What needs to be done:
Exactly the lines from the one with "body and record the pixel coordinates." through the end of the records below are to be output, the first and last included, and no others.

Material provided:
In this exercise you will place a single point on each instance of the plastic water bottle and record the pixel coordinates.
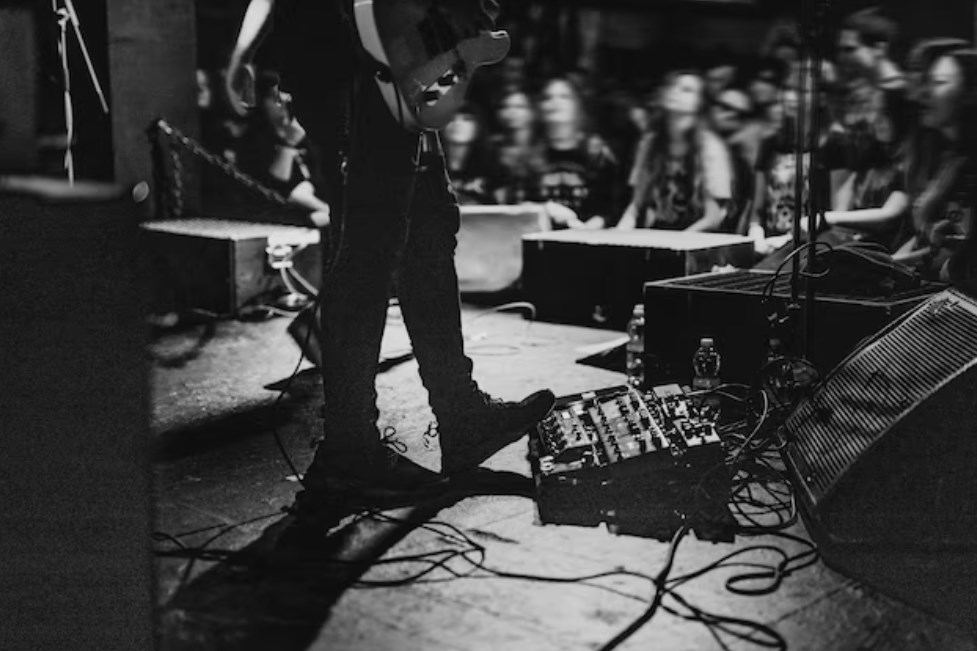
(636, 347)
(705, 366)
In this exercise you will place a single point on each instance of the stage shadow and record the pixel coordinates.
(278, 592)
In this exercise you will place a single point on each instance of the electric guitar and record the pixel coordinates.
(429, 50)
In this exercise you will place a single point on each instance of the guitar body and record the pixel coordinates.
(432, 48)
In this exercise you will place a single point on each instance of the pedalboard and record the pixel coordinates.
(642, 463)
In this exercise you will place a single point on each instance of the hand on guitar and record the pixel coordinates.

Task result:
In this exercise you will place a single point on each instance of the guitar body and record the pixel coordinates.
(432, 48)
In this exercise you will place a single point on each instance of the pedalboard and record the pixel coordinates.
(642, 463)
In this exercise you will place a single point on each instance of the hand on guitar and record the pixel coordinates.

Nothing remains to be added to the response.